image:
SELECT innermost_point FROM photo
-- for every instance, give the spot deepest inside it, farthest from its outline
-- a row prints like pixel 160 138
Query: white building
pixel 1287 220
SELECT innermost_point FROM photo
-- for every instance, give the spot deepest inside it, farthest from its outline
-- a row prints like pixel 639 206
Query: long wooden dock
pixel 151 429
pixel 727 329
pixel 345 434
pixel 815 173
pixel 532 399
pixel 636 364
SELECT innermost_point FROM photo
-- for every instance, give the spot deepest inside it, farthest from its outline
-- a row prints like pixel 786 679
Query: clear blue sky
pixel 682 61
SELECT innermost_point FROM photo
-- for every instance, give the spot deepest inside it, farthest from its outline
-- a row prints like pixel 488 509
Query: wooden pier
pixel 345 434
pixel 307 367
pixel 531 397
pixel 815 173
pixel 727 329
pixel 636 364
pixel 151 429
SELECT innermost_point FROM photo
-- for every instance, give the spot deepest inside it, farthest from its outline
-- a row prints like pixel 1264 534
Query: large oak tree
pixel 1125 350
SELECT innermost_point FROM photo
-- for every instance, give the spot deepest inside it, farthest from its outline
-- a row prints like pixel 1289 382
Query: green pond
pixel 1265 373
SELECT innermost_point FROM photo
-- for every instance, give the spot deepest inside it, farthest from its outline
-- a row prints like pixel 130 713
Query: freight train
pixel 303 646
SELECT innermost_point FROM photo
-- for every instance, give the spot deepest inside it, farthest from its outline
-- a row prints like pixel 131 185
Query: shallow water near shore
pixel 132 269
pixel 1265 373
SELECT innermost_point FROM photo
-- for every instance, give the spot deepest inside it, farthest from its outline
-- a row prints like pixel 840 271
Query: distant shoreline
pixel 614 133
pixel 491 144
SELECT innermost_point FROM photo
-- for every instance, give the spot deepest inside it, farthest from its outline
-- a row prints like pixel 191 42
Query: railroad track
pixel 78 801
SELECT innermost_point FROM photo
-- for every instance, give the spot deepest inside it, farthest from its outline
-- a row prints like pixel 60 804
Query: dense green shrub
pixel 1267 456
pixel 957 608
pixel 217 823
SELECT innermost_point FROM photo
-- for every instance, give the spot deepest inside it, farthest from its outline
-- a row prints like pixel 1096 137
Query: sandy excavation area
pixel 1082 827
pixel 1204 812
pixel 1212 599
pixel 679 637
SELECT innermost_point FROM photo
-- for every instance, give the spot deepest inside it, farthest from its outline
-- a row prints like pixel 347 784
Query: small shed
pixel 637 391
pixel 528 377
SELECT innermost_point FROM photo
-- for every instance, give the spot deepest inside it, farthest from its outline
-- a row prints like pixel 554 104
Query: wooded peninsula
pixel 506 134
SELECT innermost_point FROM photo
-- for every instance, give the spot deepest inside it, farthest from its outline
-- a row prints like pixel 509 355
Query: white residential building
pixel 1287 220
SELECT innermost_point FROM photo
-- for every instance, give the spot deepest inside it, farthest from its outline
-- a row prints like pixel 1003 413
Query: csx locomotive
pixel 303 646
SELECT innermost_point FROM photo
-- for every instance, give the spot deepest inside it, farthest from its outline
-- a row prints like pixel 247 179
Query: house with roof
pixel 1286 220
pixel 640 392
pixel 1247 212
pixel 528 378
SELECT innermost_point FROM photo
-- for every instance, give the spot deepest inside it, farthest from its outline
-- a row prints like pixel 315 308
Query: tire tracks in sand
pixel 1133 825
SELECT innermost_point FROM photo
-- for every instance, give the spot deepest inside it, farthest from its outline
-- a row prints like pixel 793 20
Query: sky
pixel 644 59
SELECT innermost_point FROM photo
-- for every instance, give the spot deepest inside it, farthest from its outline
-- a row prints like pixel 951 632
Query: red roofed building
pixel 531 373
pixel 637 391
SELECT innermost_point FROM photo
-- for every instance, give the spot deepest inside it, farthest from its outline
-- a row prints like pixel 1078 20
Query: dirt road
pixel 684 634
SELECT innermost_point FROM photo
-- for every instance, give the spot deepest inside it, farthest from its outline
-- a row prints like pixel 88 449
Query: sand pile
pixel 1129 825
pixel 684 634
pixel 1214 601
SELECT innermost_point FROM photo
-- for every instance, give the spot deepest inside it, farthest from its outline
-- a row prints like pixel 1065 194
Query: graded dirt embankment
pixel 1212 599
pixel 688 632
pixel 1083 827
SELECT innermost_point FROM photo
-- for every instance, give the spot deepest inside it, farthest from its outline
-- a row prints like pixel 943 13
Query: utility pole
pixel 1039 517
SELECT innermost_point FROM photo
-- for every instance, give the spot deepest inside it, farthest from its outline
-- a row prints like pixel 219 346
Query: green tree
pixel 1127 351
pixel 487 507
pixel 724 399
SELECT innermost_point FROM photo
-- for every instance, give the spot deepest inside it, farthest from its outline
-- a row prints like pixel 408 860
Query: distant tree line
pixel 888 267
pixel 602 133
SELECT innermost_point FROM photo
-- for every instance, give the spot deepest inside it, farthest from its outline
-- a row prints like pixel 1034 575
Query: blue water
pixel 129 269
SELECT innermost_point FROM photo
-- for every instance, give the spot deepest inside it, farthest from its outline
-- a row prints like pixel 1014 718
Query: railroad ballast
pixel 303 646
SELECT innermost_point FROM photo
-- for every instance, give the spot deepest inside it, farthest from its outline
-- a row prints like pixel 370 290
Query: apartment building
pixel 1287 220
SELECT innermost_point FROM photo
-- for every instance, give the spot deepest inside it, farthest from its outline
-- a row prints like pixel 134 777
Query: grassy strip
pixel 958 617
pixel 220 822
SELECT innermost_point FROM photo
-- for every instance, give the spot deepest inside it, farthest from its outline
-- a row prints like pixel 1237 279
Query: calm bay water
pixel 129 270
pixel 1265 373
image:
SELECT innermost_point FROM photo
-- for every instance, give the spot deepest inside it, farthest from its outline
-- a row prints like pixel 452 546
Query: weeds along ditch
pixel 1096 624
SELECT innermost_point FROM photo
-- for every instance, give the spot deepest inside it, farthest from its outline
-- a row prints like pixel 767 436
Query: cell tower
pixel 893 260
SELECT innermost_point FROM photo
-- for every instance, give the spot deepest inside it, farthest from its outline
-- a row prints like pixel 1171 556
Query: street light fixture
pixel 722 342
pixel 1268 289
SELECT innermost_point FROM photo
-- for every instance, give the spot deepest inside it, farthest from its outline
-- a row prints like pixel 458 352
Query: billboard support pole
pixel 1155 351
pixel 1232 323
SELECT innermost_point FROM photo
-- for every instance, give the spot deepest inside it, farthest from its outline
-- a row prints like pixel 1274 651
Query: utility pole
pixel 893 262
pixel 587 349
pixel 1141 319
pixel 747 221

**WRITTEN INSTRUCTION:**
How many lines of the material above contain the word "blue"? Case counts. Reply with the number only.

**ANSWER TO THE EXERCISE:**
2